DATA LINES:
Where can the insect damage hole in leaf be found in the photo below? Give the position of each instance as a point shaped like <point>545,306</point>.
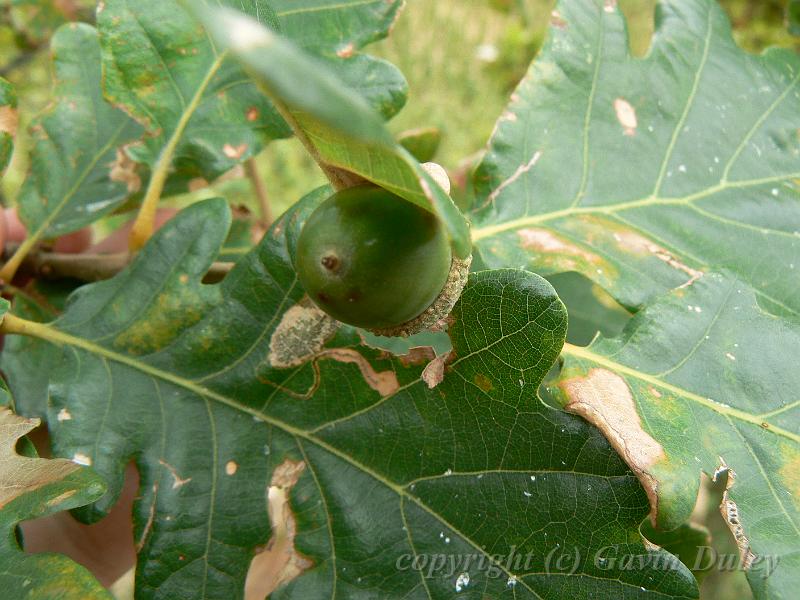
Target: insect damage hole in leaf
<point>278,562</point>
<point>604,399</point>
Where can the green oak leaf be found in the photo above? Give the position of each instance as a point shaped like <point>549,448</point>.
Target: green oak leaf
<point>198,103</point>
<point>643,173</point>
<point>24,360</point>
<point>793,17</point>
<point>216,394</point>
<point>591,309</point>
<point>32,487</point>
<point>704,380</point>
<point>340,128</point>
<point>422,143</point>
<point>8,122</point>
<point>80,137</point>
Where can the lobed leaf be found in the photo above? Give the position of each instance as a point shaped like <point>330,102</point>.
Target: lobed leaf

TASK OBJECTIVE:
Reproduce all of the material above word for word, omitting the pictures.

SOLUTION BELOW:
Where can the insect damage hole in leaf be found in the photo below? Give the position of each instance as a point shaped like <point>545,306</point>.
Target: insect damage hole in leaf
<point>278,562</point>
<point>604,399</point>
Where can the green oak leaf be found in the photo above? Give the position of each instance as a point shaped like <point>549,448</point>.
Target: green oak leaf
<point>198,103</point>
<point>643,173</point>
<point>24,360</point>
<point>793,17</point>
<point>216,394</point>
<point>591,309</point>
<point>32,487</point>
<point>704,380</point>
<point>340,128</point>
<point>422,143</point>
<point>8,122</point>
<point>80,137</point>
Where can the lobed leaf be found in the photo above? Give the position of each instance as a point shaped like <point>330,102</point>.
Target: lobed leaf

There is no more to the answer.